[Excerpts from point annotation data]:
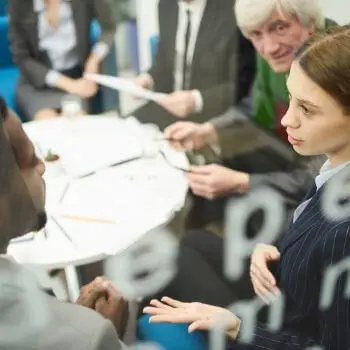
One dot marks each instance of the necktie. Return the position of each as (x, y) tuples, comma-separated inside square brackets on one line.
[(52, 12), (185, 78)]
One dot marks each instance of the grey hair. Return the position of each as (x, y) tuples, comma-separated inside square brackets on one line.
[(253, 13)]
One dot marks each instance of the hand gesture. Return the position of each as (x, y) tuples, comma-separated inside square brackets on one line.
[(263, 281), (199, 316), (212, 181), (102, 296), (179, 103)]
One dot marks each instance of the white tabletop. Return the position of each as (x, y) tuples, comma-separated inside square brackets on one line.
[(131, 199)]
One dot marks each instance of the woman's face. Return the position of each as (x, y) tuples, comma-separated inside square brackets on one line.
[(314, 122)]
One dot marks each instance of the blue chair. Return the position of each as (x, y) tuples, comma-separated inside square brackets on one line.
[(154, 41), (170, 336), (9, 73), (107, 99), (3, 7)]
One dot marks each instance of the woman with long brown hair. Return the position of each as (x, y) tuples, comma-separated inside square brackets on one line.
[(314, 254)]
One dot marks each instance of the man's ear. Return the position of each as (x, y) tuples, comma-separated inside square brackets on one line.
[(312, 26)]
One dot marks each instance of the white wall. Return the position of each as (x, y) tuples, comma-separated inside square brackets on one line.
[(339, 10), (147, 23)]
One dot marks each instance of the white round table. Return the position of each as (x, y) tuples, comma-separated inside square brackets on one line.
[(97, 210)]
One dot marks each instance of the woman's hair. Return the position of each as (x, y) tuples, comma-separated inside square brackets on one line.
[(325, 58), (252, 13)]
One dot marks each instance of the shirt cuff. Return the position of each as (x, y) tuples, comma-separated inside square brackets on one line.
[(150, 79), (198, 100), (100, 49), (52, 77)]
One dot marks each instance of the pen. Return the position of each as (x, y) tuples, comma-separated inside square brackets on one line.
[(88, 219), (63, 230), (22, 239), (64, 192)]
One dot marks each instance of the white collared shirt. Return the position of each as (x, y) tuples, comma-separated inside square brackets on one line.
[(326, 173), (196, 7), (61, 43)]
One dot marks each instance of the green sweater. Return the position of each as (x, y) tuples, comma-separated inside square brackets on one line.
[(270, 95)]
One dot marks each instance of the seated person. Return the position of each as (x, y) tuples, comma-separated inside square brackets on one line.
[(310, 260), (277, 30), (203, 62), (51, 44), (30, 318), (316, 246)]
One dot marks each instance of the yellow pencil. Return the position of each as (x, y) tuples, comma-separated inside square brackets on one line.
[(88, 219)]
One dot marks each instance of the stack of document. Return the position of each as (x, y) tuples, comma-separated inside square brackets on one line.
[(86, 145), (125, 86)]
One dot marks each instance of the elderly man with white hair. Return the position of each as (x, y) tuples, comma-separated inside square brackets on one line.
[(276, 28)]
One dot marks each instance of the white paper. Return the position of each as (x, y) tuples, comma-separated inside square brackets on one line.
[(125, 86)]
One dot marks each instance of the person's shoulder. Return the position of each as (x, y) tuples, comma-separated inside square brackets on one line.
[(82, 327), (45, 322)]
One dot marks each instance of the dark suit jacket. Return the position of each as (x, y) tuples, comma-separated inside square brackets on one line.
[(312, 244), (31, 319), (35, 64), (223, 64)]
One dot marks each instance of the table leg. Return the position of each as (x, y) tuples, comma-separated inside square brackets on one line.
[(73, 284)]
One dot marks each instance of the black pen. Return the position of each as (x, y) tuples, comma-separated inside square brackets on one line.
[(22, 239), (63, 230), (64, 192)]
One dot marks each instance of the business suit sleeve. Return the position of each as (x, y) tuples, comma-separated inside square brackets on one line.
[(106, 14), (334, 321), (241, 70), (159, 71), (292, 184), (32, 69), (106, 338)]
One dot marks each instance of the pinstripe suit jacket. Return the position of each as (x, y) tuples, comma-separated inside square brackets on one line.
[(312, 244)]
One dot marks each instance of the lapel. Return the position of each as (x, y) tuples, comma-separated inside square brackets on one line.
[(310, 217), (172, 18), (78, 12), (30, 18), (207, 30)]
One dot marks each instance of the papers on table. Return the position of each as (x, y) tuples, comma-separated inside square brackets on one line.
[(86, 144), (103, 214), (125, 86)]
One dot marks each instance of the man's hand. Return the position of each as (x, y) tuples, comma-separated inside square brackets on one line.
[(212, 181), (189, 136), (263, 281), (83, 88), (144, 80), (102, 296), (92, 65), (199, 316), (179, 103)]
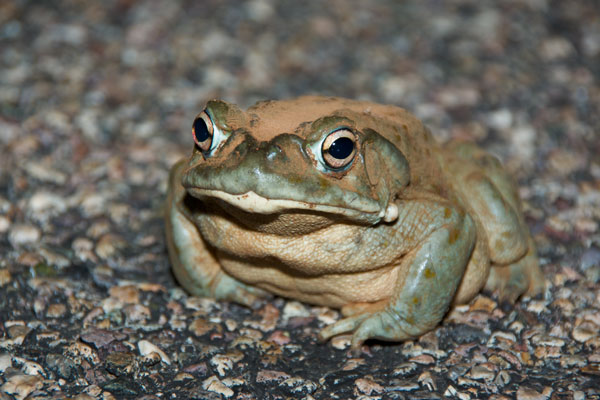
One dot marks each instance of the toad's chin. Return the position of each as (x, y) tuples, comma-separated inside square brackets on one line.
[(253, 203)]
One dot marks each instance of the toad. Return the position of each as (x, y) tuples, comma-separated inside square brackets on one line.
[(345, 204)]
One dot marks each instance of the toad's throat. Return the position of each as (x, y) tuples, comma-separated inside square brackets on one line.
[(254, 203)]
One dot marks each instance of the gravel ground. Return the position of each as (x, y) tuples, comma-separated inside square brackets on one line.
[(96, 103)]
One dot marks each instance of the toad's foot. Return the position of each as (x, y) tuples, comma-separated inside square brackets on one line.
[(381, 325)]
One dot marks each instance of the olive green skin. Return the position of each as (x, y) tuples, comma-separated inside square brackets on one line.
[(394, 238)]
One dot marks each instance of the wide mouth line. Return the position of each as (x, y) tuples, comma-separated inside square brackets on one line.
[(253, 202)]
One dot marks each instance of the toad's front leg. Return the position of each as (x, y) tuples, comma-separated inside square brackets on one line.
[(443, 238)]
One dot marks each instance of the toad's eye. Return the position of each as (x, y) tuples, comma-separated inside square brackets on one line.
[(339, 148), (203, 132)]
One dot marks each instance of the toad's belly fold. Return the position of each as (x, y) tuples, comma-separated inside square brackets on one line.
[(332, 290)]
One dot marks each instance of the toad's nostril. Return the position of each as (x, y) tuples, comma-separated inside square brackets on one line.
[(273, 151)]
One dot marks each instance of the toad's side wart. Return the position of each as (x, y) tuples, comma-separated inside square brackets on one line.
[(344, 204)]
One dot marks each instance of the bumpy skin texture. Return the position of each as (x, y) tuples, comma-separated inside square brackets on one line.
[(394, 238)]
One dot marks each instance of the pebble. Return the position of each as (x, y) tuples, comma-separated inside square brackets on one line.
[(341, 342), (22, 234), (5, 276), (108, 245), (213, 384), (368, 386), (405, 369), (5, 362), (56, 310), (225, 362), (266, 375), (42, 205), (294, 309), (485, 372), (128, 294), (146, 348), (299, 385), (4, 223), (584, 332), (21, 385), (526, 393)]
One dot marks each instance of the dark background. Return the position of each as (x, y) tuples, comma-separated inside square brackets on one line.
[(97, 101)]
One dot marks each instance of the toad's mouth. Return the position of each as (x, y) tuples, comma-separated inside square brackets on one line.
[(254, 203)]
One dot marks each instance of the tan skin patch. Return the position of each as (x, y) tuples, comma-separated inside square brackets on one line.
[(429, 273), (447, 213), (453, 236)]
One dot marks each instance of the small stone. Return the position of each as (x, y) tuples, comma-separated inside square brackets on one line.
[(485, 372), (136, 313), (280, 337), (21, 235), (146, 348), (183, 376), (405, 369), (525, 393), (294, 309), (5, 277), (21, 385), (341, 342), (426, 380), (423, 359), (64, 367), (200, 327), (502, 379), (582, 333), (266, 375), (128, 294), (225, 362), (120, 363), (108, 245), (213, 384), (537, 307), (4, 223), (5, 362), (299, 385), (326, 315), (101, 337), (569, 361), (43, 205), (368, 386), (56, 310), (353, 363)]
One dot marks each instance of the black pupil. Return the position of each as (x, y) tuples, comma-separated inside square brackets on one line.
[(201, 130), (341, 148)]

...

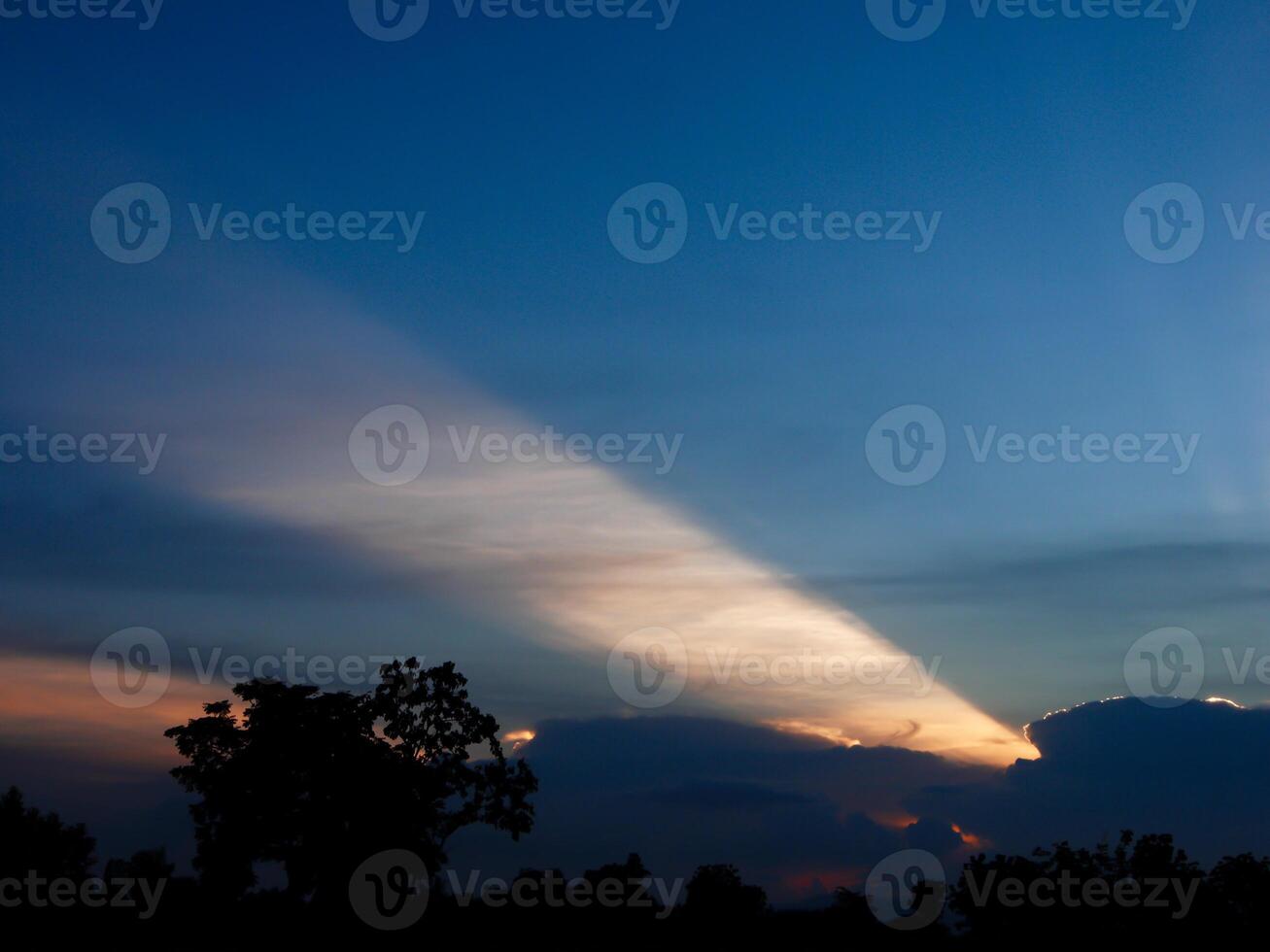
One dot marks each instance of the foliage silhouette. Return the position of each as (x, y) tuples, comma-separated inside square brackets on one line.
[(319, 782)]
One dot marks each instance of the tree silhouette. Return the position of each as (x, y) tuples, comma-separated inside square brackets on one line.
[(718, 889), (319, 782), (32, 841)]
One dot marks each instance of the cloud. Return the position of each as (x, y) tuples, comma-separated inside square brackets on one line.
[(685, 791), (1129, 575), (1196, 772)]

* * *

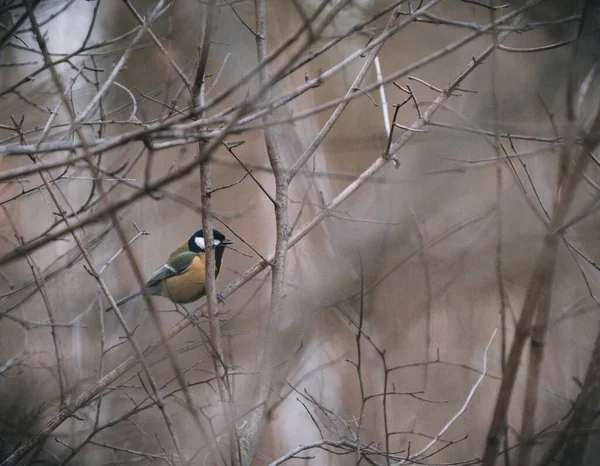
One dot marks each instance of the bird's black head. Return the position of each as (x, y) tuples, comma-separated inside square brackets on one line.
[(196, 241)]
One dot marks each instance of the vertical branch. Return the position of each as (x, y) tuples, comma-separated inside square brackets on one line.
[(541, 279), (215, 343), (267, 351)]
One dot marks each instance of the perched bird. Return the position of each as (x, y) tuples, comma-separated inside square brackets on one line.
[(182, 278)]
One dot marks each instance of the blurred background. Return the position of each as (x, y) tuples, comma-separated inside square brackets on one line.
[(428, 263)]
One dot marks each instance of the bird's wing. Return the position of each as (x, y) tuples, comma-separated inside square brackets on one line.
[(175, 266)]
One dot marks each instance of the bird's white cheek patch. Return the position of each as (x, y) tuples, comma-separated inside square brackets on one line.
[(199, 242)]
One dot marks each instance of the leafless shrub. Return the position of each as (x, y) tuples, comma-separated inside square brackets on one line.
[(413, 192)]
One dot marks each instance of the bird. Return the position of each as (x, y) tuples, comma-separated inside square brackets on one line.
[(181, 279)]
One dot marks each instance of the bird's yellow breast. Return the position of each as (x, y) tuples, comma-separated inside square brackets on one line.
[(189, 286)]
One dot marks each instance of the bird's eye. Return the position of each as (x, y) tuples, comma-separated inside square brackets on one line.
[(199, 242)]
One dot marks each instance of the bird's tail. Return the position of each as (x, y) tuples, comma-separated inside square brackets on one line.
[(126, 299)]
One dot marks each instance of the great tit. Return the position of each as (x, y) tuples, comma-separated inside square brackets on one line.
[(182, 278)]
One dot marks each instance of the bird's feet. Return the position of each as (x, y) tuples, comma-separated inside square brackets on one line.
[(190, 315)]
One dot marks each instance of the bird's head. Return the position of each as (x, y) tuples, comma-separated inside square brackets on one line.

[SHORT PROBLEM]: Copy, without any changes, the lines of the items that begin at the line containing "One dot marks each instance of the pen." and end after the line containing "[(88, 219), (63, 230), (22, 239), (64, 192)]".

[OUTPUT]:
One dot marks each instance of the pen. Return the position of each as (x, y) tuples, comma-separated inside square brackets on one line.
[(88, 219), (63, 230), (22, 239), (64, 192)]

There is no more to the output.